Exercise instructions: Edit the lines of data that run from the line containing "Per the model card, this system localises the brown" through the line containing "235 69 351 255", swapping "brown stink bug" for "green stink bug" and leaving the rest unchanged.

Part of a data file:
- - - - -
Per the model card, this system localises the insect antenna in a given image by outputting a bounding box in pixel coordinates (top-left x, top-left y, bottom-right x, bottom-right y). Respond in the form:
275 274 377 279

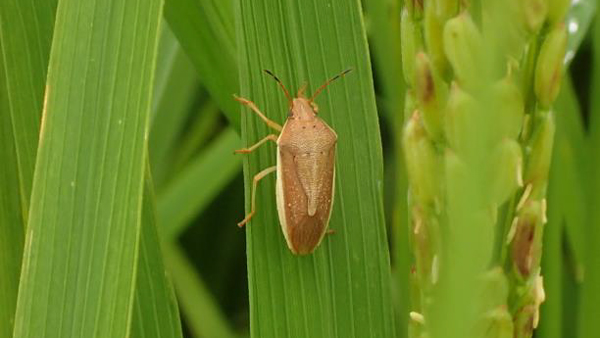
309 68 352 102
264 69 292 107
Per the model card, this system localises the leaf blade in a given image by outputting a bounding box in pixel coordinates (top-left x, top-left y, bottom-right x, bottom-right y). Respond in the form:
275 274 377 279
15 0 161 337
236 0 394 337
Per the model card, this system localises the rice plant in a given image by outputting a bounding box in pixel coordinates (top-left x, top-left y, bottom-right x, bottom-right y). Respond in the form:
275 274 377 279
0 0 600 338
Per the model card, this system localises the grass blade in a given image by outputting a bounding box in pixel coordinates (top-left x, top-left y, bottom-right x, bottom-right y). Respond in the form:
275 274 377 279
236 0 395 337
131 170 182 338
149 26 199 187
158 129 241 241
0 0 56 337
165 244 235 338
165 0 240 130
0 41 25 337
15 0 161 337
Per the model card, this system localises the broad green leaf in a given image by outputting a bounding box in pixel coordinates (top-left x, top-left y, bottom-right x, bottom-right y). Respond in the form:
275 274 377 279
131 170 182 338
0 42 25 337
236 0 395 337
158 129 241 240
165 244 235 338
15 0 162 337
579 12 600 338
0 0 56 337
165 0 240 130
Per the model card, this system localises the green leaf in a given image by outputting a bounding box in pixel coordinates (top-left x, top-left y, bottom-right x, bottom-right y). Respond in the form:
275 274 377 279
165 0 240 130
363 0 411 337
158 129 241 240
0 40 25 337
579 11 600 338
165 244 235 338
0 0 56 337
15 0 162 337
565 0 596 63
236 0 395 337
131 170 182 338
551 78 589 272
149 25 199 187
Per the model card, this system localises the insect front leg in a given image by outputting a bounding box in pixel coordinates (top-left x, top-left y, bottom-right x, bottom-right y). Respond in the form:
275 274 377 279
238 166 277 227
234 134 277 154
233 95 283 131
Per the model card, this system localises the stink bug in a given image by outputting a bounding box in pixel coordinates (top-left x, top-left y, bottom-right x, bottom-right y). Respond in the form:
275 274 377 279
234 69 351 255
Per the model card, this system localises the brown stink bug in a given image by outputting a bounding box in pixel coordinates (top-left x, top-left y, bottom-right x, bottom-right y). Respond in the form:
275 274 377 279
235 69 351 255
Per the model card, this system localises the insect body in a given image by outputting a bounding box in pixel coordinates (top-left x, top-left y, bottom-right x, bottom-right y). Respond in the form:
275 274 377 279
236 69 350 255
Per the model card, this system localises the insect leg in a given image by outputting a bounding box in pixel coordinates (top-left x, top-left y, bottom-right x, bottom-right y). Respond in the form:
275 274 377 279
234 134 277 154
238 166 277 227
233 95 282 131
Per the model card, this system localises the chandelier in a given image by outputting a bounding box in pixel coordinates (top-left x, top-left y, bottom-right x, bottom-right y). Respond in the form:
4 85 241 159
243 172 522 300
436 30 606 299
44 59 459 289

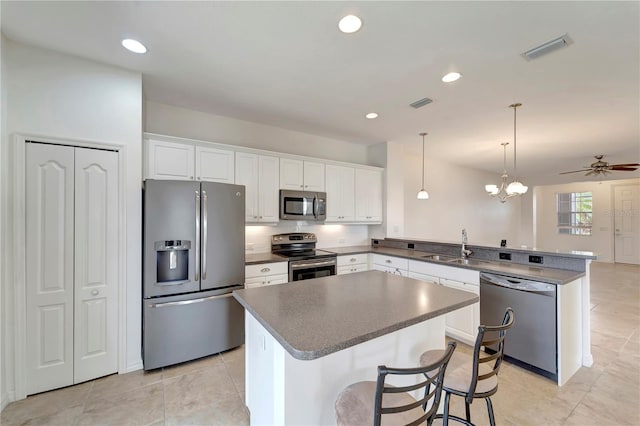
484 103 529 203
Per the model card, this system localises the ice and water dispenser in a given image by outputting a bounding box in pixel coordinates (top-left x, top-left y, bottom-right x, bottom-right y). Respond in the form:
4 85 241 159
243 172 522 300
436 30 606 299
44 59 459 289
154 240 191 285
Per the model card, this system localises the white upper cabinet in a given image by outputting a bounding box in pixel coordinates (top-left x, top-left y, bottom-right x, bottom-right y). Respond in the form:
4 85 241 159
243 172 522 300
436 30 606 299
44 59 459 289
- - - - -
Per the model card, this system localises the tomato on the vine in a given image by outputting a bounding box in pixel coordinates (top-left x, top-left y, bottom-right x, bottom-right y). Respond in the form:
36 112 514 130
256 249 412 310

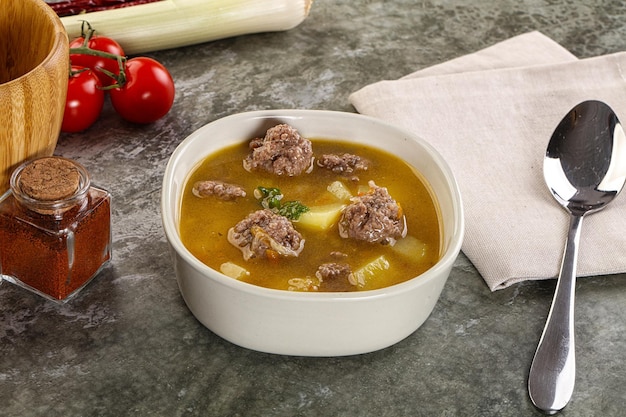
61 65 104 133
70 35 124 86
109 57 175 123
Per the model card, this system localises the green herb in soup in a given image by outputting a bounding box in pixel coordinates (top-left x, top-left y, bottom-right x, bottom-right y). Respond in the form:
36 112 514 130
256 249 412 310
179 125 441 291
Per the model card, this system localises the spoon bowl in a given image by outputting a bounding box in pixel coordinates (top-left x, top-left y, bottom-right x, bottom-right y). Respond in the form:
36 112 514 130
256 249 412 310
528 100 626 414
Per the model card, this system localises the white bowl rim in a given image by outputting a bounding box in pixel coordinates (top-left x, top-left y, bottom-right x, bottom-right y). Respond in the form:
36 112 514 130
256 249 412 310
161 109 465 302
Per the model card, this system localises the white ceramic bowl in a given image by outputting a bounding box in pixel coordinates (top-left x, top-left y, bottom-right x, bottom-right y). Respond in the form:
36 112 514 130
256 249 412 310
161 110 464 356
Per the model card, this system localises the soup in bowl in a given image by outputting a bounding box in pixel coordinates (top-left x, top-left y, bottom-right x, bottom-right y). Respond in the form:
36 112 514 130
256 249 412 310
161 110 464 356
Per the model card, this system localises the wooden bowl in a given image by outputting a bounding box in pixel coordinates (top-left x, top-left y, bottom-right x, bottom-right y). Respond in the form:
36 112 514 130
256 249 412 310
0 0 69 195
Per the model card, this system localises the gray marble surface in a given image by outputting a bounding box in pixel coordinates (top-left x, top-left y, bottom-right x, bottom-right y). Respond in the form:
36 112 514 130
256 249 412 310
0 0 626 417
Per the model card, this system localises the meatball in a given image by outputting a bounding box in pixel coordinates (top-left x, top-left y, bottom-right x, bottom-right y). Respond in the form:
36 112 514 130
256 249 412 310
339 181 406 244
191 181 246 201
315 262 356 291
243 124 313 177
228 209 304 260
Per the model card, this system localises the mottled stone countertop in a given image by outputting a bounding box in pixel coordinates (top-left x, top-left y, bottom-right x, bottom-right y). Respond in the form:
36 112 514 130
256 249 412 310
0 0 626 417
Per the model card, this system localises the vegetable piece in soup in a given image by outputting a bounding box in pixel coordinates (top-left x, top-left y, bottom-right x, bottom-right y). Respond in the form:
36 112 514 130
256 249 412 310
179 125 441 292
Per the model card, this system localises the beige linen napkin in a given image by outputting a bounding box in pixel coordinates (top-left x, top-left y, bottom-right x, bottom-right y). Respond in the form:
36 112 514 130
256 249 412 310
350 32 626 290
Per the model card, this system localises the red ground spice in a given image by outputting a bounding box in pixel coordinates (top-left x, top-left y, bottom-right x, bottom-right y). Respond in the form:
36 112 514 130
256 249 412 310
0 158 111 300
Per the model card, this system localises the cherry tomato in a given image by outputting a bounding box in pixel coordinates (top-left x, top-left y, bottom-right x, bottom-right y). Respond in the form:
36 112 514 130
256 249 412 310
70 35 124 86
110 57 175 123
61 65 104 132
- - - - -
Exercise answer:
Per the model card, this system localises the green stink bug in a given image by outputting a bounding box in pixel coordinates (top-left x, top-left y, bottom-right x, bottom-right y). Respond in the form:
275 274 377 279
235 69 351 255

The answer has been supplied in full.